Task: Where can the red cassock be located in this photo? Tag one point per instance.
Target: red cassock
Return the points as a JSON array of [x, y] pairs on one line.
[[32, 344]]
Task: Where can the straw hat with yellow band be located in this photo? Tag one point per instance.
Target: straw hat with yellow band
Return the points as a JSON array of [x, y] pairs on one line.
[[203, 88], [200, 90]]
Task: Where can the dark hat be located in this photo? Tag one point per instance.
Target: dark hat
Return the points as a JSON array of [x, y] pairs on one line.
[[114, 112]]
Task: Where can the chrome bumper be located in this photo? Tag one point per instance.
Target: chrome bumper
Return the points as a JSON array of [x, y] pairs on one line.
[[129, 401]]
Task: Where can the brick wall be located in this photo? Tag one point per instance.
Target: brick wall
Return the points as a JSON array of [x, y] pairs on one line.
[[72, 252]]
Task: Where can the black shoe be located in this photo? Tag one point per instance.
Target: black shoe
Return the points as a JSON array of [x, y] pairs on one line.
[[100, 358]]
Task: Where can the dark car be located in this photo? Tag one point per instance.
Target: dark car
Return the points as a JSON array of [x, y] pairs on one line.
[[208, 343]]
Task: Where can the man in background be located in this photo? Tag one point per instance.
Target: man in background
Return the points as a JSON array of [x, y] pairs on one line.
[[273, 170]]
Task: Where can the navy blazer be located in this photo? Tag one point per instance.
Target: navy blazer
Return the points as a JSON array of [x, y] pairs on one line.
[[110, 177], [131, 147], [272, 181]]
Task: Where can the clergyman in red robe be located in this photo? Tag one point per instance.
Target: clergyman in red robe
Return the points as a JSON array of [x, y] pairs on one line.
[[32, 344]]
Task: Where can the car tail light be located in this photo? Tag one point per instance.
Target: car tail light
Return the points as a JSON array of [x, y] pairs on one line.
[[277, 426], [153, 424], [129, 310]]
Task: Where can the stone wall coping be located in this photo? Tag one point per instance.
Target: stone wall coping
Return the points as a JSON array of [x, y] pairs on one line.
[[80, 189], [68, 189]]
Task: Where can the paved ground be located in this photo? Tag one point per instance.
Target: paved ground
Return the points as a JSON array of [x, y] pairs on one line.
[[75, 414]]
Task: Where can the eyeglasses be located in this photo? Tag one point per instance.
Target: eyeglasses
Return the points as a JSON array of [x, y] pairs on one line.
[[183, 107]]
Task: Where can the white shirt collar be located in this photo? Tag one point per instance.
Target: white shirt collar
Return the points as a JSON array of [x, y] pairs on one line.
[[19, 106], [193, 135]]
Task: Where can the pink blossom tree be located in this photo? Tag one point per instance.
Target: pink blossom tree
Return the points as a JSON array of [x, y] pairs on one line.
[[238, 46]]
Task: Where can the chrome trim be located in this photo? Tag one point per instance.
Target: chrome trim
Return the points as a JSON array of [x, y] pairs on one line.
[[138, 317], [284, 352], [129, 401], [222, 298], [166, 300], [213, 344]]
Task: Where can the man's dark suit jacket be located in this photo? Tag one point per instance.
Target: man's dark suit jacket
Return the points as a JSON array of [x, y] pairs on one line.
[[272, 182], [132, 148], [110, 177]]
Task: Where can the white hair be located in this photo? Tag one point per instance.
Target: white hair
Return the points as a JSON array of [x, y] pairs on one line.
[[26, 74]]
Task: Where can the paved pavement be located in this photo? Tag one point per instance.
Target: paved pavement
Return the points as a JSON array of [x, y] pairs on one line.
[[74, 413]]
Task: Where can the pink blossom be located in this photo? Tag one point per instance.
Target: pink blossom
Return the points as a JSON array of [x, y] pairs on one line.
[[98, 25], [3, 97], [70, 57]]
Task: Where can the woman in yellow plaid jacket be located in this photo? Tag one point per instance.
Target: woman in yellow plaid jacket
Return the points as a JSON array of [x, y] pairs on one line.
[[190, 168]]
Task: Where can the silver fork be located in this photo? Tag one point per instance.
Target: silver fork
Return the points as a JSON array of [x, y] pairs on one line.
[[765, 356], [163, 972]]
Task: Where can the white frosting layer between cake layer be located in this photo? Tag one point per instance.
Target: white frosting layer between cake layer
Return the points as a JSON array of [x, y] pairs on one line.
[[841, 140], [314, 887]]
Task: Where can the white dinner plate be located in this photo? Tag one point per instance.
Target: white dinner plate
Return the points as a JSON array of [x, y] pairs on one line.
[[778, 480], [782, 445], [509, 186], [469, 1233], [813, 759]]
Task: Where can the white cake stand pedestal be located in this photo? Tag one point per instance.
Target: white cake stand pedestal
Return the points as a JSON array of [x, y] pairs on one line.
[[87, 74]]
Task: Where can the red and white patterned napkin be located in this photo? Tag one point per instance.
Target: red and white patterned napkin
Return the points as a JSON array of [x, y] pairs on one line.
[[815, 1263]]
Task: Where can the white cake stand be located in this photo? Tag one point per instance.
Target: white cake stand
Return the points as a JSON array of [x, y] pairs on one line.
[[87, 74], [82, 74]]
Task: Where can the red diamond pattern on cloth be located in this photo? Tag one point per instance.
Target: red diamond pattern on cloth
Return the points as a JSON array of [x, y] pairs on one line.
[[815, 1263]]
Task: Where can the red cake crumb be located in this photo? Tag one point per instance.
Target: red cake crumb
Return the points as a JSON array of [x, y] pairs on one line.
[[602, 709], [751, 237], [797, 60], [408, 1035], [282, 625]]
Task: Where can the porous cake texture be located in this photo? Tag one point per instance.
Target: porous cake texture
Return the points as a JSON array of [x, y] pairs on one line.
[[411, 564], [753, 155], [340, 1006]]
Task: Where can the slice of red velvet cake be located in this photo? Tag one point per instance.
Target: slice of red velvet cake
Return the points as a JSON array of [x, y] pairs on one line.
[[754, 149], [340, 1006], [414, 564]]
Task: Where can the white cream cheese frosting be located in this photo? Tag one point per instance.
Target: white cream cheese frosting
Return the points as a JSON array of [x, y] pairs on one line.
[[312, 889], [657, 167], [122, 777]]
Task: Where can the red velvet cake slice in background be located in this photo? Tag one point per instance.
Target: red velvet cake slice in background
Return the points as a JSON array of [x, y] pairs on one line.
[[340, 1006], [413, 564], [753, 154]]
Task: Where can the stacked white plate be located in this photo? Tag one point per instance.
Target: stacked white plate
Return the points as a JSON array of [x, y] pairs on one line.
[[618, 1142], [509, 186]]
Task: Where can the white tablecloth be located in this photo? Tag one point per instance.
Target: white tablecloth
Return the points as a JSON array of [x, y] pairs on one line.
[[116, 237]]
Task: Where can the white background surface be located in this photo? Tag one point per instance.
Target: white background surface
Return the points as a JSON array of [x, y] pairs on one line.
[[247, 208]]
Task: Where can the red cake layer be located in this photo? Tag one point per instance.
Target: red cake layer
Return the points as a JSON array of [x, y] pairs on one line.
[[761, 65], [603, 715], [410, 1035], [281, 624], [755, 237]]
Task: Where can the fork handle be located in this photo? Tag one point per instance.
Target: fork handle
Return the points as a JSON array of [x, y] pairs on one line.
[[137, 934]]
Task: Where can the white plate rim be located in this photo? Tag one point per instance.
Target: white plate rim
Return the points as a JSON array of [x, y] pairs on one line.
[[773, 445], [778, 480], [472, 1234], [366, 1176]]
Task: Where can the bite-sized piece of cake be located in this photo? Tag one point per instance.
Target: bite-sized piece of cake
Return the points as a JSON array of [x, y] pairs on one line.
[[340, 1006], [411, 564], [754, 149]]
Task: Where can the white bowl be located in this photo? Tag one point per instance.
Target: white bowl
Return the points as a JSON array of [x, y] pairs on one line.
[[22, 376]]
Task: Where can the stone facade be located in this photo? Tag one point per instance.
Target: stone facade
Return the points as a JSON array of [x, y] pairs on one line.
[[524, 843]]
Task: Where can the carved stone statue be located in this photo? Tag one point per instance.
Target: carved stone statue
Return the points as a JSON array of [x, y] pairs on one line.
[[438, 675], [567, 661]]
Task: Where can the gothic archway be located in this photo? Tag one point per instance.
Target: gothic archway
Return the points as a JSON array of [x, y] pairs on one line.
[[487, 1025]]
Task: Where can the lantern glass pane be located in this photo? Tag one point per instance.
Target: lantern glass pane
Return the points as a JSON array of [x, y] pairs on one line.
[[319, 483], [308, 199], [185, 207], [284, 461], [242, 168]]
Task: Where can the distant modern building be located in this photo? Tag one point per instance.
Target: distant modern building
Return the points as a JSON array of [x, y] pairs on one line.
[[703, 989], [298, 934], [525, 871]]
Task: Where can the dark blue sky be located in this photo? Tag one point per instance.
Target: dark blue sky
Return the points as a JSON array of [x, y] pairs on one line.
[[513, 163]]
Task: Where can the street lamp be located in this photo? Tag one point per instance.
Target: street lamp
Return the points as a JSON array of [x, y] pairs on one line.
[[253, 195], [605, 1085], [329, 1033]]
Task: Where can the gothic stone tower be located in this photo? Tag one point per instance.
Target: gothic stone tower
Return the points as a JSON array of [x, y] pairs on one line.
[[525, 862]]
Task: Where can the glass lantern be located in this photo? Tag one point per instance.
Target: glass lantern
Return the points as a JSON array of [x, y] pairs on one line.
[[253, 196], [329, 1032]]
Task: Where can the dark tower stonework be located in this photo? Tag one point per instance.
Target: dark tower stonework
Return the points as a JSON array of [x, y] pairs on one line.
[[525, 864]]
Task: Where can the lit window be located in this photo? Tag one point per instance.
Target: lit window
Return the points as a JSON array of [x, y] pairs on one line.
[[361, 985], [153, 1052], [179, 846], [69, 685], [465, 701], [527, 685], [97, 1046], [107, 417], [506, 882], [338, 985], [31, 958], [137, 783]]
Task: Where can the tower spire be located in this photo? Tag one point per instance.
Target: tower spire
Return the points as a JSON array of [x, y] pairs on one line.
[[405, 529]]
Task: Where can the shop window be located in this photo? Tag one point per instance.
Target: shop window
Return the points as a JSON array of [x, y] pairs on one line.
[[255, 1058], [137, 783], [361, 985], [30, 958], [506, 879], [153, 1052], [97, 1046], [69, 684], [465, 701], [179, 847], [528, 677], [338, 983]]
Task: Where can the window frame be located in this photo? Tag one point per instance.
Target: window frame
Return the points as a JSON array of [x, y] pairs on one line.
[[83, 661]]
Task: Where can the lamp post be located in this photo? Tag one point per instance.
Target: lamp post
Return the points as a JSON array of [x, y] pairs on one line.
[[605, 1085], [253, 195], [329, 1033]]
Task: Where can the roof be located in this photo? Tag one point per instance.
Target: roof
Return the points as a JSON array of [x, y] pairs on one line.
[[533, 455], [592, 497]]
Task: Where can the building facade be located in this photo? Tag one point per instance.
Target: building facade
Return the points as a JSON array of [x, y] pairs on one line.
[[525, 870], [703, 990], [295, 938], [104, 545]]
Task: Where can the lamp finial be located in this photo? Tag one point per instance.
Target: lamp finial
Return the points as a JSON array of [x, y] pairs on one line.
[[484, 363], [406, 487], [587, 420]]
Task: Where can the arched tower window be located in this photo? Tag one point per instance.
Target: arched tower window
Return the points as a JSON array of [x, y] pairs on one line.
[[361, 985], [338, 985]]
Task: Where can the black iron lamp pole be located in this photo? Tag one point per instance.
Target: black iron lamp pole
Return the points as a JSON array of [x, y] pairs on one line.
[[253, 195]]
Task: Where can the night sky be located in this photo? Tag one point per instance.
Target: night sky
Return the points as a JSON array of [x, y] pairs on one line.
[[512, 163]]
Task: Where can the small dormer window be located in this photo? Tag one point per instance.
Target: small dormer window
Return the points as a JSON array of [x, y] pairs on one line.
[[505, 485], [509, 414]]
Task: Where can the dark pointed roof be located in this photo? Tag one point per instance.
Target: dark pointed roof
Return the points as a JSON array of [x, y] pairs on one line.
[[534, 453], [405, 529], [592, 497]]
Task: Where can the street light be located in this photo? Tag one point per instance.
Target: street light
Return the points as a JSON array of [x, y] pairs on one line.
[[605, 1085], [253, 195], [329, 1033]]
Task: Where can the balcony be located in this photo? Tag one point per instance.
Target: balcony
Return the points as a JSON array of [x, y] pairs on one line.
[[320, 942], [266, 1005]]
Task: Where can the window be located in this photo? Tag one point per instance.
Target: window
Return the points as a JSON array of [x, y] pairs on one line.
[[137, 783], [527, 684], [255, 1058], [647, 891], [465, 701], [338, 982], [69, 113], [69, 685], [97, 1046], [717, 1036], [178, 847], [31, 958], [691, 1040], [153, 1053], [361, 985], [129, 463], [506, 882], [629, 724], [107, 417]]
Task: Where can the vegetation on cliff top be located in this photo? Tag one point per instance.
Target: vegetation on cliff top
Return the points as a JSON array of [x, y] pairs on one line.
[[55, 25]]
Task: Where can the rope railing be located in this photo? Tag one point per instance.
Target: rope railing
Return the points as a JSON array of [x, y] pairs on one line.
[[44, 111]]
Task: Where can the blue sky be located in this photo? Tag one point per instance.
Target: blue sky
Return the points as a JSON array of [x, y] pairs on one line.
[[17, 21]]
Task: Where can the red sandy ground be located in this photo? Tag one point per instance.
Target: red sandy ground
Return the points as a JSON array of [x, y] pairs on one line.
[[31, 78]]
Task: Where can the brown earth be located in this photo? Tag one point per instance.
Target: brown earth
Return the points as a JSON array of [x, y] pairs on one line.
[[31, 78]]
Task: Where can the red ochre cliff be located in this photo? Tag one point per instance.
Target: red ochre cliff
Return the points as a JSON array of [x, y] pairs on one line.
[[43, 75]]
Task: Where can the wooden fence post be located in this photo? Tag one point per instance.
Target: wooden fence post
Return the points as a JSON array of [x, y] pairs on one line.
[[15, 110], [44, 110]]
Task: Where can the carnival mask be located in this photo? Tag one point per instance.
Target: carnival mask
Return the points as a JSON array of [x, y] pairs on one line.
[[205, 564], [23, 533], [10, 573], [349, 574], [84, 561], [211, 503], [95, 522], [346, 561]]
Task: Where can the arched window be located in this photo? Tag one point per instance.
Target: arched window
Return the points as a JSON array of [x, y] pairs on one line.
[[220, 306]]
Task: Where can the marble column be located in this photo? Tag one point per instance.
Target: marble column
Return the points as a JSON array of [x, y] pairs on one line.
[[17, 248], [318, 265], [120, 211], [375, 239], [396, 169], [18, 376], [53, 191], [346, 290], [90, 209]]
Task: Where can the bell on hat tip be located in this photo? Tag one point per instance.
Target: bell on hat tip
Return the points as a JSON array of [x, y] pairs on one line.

——

◆ PROBLEM DESCRIPTION:
Reproduce, in full and including the requests, only the lines above from the line containing "Task: Where can the dark hat" through the line containing "[[114, 112]]", both included, moving every x and y coordinate in the answers up by 120.

◆ RESULT:
Task: Where can the dark hat be located in this photo? Tag one point per instance.
Target: dark hat
Return the points as a JSON array of [x, y] pairs on one line.
[[234, 232]]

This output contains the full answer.